▸ **What to do**
Print all entries word for word.

Excerpts of location labeling data
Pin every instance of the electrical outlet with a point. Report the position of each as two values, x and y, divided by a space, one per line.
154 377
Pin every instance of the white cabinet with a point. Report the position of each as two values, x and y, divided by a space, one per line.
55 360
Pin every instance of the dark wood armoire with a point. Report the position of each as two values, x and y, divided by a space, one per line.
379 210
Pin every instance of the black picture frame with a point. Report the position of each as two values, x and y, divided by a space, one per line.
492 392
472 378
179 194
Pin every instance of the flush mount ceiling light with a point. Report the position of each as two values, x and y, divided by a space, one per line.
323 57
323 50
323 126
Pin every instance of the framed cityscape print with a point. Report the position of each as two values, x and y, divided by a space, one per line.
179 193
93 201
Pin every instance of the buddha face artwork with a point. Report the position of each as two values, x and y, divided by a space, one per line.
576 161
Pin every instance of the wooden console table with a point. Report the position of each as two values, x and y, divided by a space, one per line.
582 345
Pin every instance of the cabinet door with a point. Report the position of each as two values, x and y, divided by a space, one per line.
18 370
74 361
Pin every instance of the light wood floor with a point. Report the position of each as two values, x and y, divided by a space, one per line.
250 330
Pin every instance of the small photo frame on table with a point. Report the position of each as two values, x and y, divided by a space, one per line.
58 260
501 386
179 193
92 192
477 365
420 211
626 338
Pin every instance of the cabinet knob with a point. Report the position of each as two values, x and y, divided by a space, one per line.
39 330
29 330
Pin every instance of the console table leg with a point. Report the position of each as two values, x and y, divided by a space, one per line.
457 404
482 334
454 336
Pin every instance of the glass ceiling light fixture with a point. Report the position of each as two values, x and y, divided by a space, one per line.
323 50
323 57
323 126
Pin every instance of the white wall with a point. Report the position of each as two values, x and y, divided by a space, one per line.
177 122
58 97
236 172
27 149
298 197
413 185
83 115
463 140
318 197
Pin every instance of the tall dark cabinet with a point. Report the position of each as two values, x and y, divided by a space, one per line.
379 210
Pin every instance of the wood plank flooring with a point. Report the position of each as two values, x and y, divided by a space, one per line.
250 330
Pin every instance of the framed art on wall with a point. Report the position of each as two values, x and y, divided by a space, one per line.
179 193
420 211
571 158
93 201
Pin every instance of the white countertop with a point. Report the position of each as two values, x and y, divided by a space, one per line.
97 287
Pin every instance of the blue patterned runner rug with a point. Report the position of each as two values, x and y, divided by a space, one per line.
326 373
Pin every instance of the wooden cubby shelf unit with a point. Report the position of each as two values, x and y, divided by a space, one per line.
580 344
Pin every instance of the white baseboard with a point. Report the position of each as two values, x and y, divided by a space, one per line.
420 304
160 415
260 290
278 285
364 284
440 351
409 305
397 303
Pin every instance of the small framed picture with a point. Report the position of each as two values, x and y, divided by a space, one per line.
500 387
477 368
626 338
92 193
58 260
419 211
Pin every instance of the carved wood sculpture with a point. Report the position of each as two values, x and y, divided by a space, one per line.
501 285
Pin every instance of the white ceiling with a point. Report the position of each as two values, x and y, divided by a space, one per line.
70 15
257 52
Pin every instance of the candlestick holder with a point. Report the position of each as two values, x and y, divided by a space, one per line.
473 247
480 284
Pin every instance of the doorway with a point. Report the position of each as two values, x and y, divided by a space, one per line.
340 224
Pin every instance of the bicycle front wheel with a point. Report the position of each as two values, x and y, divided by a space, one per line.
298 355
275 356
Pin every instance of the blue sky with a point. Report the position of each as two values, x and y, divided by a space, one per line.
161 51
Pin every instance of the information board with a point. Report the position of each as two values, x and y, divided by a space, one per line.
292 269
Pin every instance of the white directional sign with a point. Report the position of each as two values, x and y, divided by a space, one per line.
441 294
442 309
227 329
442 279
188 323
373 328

▸ **Solution**
Pin every instance of the electrical outlet with a point. Report the position of each as two values, x and y, divided by a space, one per line.
154 377
Pin every instance of the white cabinet with a point. Report the position of each as two values, x and y, divided by a space, one per line.
55 360
Pin every instance of the dark wood armoire with a point. Report the position of each as two values, x and y, divided by a space, one per line.
379 210
Pin every instance of the black picture frame with a point. Report the position of each as two values, x and y, divided by a space, one per line.
492 392
472 378
179 194
Pin every instance of the flush mount ceiling light with a point. Report the position of each as two values, x and y, divided by a space, one per line.
323 57
323 50
323 126
Pin every instance of the framed cityscape print with a point. Report the position of each as two values, x and y, divided by a space, one per line.
179 193
93 201
Pin every instance of the buddha face artwork with a point. Report the position of each as two values, x and y, divided by a space, one per line.
576 161
Pin every instance of the wooden console table with a point. Report the position of each as two values, x and y, divided by a space, one per line.
582 345
Pin every instance of the cabinet door with a point. Report the position of each as two values, x and y, divided by a space, one per line.
18 370
74 361
Pin every instance of the light wood floor with a point. Report the position of each as two values, x and y, divided by a space, one per line.
250 330
Pin every instance of the small photo frame on table with a point. Report the position of each as two values, x and y, divided by a space, one per line.
58 260
501 386
179 193
92 192
477 365
420 211
626 338
Pin every instance of the cabinet knob with a point. Report the position of each as two values, x and y, divided by a space, one per line.
39 330
29 330
Pin every instance of the console table leg with a point. Report the position of each as two values, x and y, divided by a space, one per line.
457 404
482 334
454 336
Pin every instance of the glass ceiling light fixture with a point. Report the position of each as two values, x and y, divided by a space, one per line.
323 50
323 57
323 126
Pin every instance of the white wall with a point. Report the position of each as two values, x and y, divided by a space, one per line.
177 122
58 97
236 172
27 149
298 197
413 185
83 115
463 140
318 197
Pin every instance of the tall dark cabinet with a point. Report the position of each as two values, x and y, divided by a space, one per line.
379 210
Pin every instance of the wood plank flooring with a point. Report the position of each as two values, x and y, divided by a space, one per line.
250 330
Pin every instance of the framed art on wall with a point. Report the position of each as two values, x and y, divided by a space, one per line.
179 193
420 211
571 158
93 201
Pin every instance of the white countertop with a point. Report the position of each as two values, x and y, divided by a space, one per line.
97 287
Pin every instance of the blue patterned runner rug with a point. Report the position of each as two values, x and y, divided by a space, one per line.
326 373
Pin every instance of the wooden cubby shelf unit with a point. Report the position of each as two values, x and y, divided by a space, one per line.
580 344
Pin every instance of the white baseboard with a point. Report the position of each as two values, x and y, divided by a space, one per line.
420 304
160 415
260 290
278 285
364 284
440 351
409 305
397 303
Pin every instance of the small framed picture with a point. Report the position of each as two values, x and y, divided by a space, one per line.
500 387
477 368
626 338
92 193
58 260
419 211
Pin every instance of the carved wood sculpture with a point. Report the position of each as two values, x and y, divided by a space, one per line.
501 285
Pin every instance of the white ceiling with a point. Report the position of each as two values, x and y, divided by a space, one per line.
70 15
257 52
Pin every instance of the candlestick holder with a point. Report the position of each as two values, x and y, divided by a space, one per line.
473 247
480 284
Pin every instance of the doorway with a point. Report the position of each as two values, x and y, divided by a space, one per line.
340 224
Pin every instance of the bicycle front wheel with a point. Report the position of each as two values, x and y, divided by a space, one per line.
298 355
275 356
Pin every instance of the blue sky with a point. Report the position of each as two values, x and y, divided by a space, one per line.
161 51
Pin every instance of the information board with a point. Report the position of each as two values, x and y, divided by a space, one per line.
292 269
Pin every instance of the white directional sign with a point. Report the position of each as two values, x and y, divided by a space, one per line.
441 294
442 309
227 329
442 279
188 323
373 328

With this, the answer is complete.